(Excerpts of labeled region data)
═══
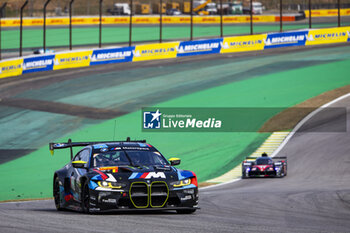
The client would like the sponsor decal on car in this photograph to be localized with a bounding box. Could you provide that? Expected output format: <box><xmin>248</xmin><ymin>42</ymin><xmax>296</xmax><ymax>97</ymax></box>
<box><xmin>129</xmin><ymin>172</ymin><xmax>166</xmax><ymax>180</ymax></box>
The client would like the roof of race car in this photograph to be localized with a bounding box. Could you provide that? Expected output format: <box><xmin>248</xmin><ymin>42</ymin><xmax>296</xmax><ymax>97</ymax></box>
<box><xmin>90</xmin><ymin>142</ymin><xmax>156</xmax><ymax>151</ymax></box>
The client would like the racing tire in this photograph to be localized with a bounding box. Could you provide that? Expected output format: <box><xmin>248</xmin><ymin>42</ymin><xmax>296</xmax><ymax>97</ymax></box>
<box><xmin>176</xmin><ymin>209</ymin><xmax>196</xmax><ymax>214</ymax></box>
<box><xmin>53</xmin><ymin>176</ymin><xmax>63</xmax><ymax>211</ymax></box>
<box><xmin>81</xmin><ymin>182</ymin><xmax>90</xmax><ymax>214</ymax></box>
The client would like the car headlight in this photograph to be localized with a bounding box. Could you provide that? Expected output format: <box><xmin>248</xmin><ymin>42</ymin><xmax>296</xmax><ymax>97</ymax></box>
<box><xmin>97</xmin><ymin>181</ymin><xmax>126</xmax><ymax>189</ymax></box>
<box><xmin>171</xmin><ymin>179</ymin><xmax>191</xmax><ymax>187</ymax></box>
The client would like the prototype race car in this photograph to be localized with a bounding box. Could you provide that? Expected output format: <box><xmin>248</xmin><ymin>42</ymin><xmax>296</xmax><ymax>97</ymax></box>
<box><xmin>49</xmin><ymin>138</ymin><xmax>198</xmax><ymax>214</ymax></box>
<box><xmin>242</xmin><ymin>153</ymin><xmax>287</xmax><ymax>179</ymax></box>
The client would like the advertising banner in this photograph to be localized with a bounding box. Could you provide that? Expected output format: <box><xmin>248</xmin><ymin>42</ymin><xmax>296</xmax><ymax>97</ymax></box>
<box><xmin>0</xmin><ymin>58</ymin><xmax>23</xmax><ymax>78</ymax></box>
<box><xmin>53</xmin><ymin>50</ymin><xmax>92</xmax><ymax>70</ymax></box>
<box><xmin>265</xmin><ymin>31</ymin><xmax>308</xmax><ymax>49</ymax></box>
<box><xmin>306</xmin><ymin>27</ymin><xmax>350</xmax><ymax>45</ymax></box>
<box><xmin>305</xmin><ymin>8</ymin><xmax>350</xmax><ymax>17</ymax></box>
<box><xmin>23</xmin><ymin>54</ymin><xmax>55</xmax><ymax>74</ymax></box>
<box><xmin>221</xmin><ymin>34</ymin><xmax>267</xmax><ymax>53</ymax></box>
<box><xmin>1</xmin><ymin>14</ymin><xmax>288</xmax><ymax>27</ymax></box>
<box><xmin>90</xmin><ymin>46</ymin><xmax>135</xmax><ymax>65</ymax></box>
<box><xmin>133</xmin><ymin>42</ymin><xmax>179</xmax><ymax>61</ymax></box>
<box><xmin>177</xmin><ymin>38</ymin><xmax>222</xmax><ymax>57</ymax></box>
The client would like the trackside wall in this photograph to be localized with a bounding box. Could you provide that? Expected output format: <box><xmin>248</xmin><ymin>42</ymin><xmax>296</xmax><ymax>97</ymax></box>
<box><xmin>0</xmin><ymin>27</ymin><xmax>350</xmax><ymax>78</ymax></box>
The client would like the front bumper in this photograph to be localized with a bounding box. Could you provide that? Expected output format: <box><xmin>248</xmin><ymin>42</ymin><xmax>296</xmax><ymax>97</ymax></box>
<box><xmin>90</xmin><ymin>186</ymin><xmax>198</xmax><ymax>211</ymax></box>
<box><xmin>249</xmin><ymin>171</ymin><xmax>277</xmax><ymax>177</ymax></box>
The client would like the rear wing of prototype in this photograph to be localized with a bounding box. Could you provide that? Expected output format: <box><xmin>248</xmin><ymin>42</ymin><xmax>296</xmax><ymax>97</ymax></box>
<box><xmin>49</xmin><ymin>137</ymin><xmax>146</xmax><ymax>159</ymax></box>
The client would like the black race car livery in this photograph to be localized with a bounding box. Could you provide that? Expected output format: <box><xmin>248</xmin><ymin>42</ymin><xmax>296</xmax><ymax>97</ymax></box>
<box><xmin>49</xmin><ymin>138</ymin><xmax>198</xmax><ymax>213</ymax></box>
<box><xmin>242</xmin><ymin>154</ymin><xmax>287</xmax><ymax>179</ymax></box>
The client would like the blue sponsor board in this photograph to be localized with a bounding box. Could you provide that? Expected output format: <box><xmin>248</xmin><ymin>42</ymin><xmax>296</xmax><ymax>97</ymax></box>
<box><xmin>23</xmin><ymin>54</ymin><xmax>55</xmax><ymax>74</ymax></box>
<box><xmin>90</xmin><ymin>46</ymin><xmax>135</xmax><ymax>65</ymax></box>
<box><xmin>265</xmin><ymin>31</ymin><xmax>309</xmax><ymax>49</ymax></box>
<box><xmin>177</xmin><ymin>38</ymin><xmax>222</xmax><ymax>57</ymax></box>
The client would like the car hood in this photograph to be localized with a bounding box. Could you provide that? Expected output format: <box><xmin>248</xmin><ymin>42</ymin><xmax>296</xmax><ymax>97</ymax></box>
<box><xmin>91</xmin><ymin>165</ymin><xmax>195</xmax><ymax>182</ymax></box>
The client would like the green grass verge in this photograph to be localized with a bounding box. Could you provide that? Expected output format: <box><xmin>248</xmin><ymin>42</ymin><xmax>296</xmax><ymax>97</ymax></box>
<box><xmin>0</xmin><ymin>57</ymin><xmax>350</xmax><ymax>200</ymax></box>
<box><xmin>2</xmin><ymin>23</ymin><xmax>336</xmax><ymax>49</ymax></box>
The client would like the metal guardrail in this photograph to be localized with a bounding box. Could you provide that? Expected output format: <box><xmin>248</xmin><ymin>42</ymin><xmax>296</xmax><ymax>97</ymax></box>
<box><xmin>0</xmin><ymin>0</ymin><xmax>348</xmax><ymax>60</ymax></box>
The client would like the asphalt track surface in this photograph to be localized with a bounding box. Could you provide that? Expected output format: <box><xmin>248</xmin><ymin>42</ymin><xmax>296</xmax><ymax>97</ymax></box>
<box><xmin>0</xmin><ymin>93</ymin><xmax>350</xmax><ymax>232</ymax></box>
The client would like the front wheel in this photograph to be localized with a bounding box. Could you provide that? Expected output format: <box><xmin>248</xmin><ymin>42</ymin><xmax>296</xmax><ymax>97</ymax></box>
<box><xmin>53</xmin><ymin>177</ymin><xmax>63</xmax><ymax>211</ymax></box>
<box><xmin>176</xmin><ymin>209</ymin><xmax>196</xmax><ymax>214</ymax></box>
<box><xmin>81</xmin><ymin>182</ymin><xmax>90</xmax><ymax>213</ymax></box>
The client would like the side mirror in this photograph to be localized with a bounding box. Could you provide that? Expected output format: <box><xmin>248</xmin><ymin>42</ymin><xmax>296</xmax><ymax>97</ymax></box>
<box><xmin>72</xmin><ymin>160</ymin><xmax>87</xmax><ymax>168</ymax></box>
<box><xmin>169</xmin><ymin>158</ymin><xmax>181</xmax><ymax>166</ymax></box>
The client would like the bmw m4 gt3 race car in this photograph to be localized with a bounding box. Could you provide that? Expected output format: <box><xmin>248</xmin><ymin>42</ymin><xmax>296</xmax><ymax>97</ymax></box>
<box><xmin>49</xmin><ymin>138</ymin><xmax>198</xmax><ymax>214</ymax></box>
<box><xmin>242</xmin><ymin>153</ymin><xmax>287</xmax><ymax>179</ymax></box>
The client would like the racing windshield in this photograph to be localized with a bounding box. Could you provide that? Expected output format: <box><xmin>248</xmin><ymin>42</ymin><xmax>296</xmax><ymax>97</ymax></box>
<box><xmin>256</xmin><ymin>158</ymin><xmax>273</xmax><ymax>165</ymax></box>
<box><xmin>93</xmin><ymin>150</ymin><xmax>168</xmax><ymax>167</ymax></box>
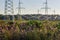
═══
* _Requirement_
Count the lines above that contain the word "asphalt", and give only the number.

* _Response for this exercise_
1